- _Фрагмент страницы_:
Рифма предстаёт подобием каденции в музыке, и так же, как каденция в музыке, рифма определяет звуковую структуру правого ряда стихотворения. В «Менуэте» Леопольда Моцарта (отца великого композитора) в конце четырёхтактного построения даётся каденция, которая предполагает поклон в танце (рис. 1).


Рис. 1

В лекции «О женском образовании» Лотман говорил о том, как будущие фрейлины, выпускницы Смольного института получали дипломы об окончании из рук Императора или членов Императорской семьи. Они должны были весь длинный зал пройти вспять, лицом к августейшей особе, совершая различные реверансы через каждые три шага, и все эти реверансы имели символическое значение, выражали какое-то понятие, как то верность, благодарность, почтение, выражение восторга красоте и величию августейшей особы и прочее, и прочее.

Античная музыка наверняка тоже имела свои установленные каденции. Вероятнее всего они совпадали с концами строк и так же играли формообразующую роль. У меня была идея: а нельзя ли через множество дошедших до нас изображений на вазах, рельефах и барельефах понять, что представлял собой античный ритуальный танец? К сожалению, все искусствоведы сходятся на мысли, что в нашем распоряжении таких сведений недостаточно. Однако было интересно и даже весело, когда моё движение навстречу артефактам в изобразительном искусстве столкнулось со встречным движением тех, кто занимается реставрацией античного танца, и я прочла следующие строки: «Основным источником информации относительно ритмического рисунка танца является основной размер древнегреческой поэзии. В древних языках, таких как греческий, латинский и санскрит, музыкальный размер базируется на стихотворном размере, и определяется короткими и длинными слогами. Поэтому, изучая эти ритмы, можно получить представление о ритмах древнегреческих танцев».

Это лишь свидетельствует о том, что поэзия, музыка и танец на уровне античной классики нерасторжимы, что это явления одного порядка и пытаться постигать их можно только в единстве и целостности.

- _Список заданий_:
**a.** Что, согласно тексту о рифме и каденции, предполагает каденция в конце четырёхтактного построения в «Менуэте» Леопольда Моцарта?
**b.** Дословно процитируйте отрывок из текста о рифме и каденции: начните с места, где стоят слова «Рифма предстаёт подобием», и остановитесь после слов «прочее, и прочее.».
**c.** Допишите текст о рифме, музыке и танце, продолжив его сразу после последнего предложения.
Приведённый далее материал здесь никак не используется.

- _Исходный материал_:
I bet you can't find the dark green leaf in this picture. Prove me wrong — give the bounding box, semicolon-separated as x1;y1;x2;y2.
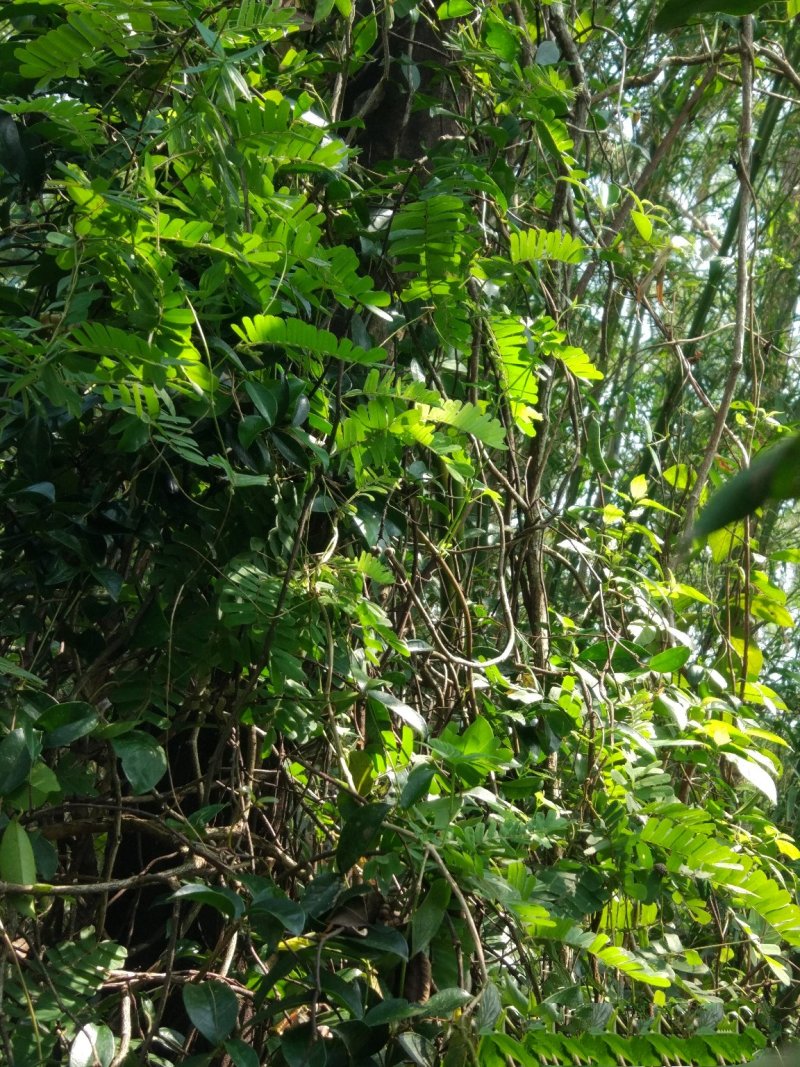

- _Ответы к заданиям_:
**a.** Она предполагает поклон в танце.

**b.**
Рифма предстаёт подобием каденции в музыке, и так же, как каденция в музыке, рифма определяет звуковую структуру правого ряда стихотворения. В «Менуэте» Леопольда Моцарта (отца великого композитора) в конце четырёхтактного построения даётся каденция, которая предполагает поклон в танце (рис. 1).


Рис. 1

В лекции «О женском образовании» Лотман говорил о том, как будущие фрейлины, выпускницы Смольного института получали дипломы об окончании из рук Императора или членов Императорской семьи. Они должны были весь длинный зал пройти вспять, лицом к августейшей особе, совершая различные реверансы через каждые три шага, и все эти реверансы имели символическое значение, выражали какое-то понятие, как то верность, благодарность, почтение, выражение восторга красоте и величию августейшей особы и прочее, и прочее.

**c.**
В теории поэзии остро не хватает терминов, которые совершенно обычны и незаменимы при анализе музыкальной формы. Необходимы такие термины как модуляция, далекие и родственные тональности, предыкт (наиболее сильный из всех слабых, заударных слогов) и многие другие. С некоторыми терминами, предложенными Пановым, трудно согласиться. Например, звуки, которые дают свободное звучание [И, Э, А, О, У], он называет неконсонансными, а согласные – консонансными. Это ошибочное утверждение. Понятие консонанса – благозвучия – как раз подразумевает свободное звучание без преград. В музыке различают совершенные консонансы и несовершенные. Следует взять из теории музыки оба эти понятия и связать с формантами: высокочастотные и сильные фонемы назвать бы совершенными консонансами, гласные менее сильные и сонорные согласные – несовершенными, остальные согласные – диссонансами. Диссонансами следует назвать те неустойчивые, напряжённые звуки, произнесение которых связано с преодолением преграды во рту.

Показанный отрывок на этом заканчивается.